Stored records:
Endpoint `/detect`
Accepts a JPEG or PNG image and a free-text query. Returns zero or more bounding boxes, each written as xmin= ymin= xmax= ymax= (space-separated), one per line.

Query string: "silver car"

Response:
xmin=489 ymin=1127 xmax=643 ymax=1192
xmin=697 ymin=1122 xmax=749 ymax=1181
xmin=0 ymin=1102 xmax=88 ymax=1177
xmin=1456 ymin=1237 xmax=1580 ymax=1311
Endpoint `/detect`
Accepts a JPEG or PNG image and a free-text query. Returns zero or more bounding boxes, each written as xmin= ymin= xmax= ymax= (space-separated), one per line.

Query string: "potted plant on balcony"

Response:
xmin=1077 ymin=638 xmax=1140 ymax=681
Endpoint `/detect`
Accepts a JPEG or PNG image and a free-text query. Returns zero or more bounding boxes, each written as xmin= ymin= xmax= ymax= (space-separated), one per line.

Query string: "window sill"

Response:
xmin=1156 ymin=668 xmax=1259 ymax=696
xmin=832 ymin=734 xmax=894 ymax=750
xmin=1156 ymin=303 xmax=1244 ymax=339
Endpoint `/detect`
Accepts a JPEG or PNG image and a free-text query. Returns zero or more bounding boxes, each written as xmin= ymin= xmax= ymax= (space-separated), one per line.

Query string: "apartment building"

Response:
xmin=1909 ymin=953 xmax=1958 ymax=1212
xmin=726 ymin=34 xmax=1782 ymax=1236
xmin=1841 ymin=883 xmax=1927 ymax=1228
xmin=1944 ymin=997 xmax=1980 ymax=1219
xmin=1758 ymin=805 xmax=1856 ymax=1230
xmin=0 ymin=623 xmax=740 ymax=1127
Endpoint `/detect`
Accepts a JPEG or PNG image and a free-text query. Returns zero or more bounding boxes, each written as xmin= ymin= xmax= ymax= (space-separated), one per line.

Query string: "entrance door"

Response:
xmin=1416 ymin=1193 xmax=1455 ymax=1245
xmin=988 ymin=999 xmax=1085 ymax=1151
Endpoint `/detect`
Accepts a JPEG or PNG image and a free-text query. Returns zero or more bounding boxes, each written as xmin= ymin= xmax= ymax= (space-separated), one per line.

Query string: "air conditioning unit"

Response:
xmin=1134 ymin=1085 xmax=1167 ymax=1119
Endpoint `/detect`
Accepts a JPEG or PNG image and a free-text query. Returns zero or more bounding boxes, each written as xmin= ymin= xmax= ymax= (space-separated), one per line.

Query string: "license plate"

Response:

What is expected: Look over the records. Copy the lines that include the word "string".

Expected answer:
Query string: "silver car"
Query string: "potted plant on balcony"
Query string: "window sill"
Query string: "apartment building"
Query string: "entrance door"
Query string: "air conditioning unit"
Query string: "license plate"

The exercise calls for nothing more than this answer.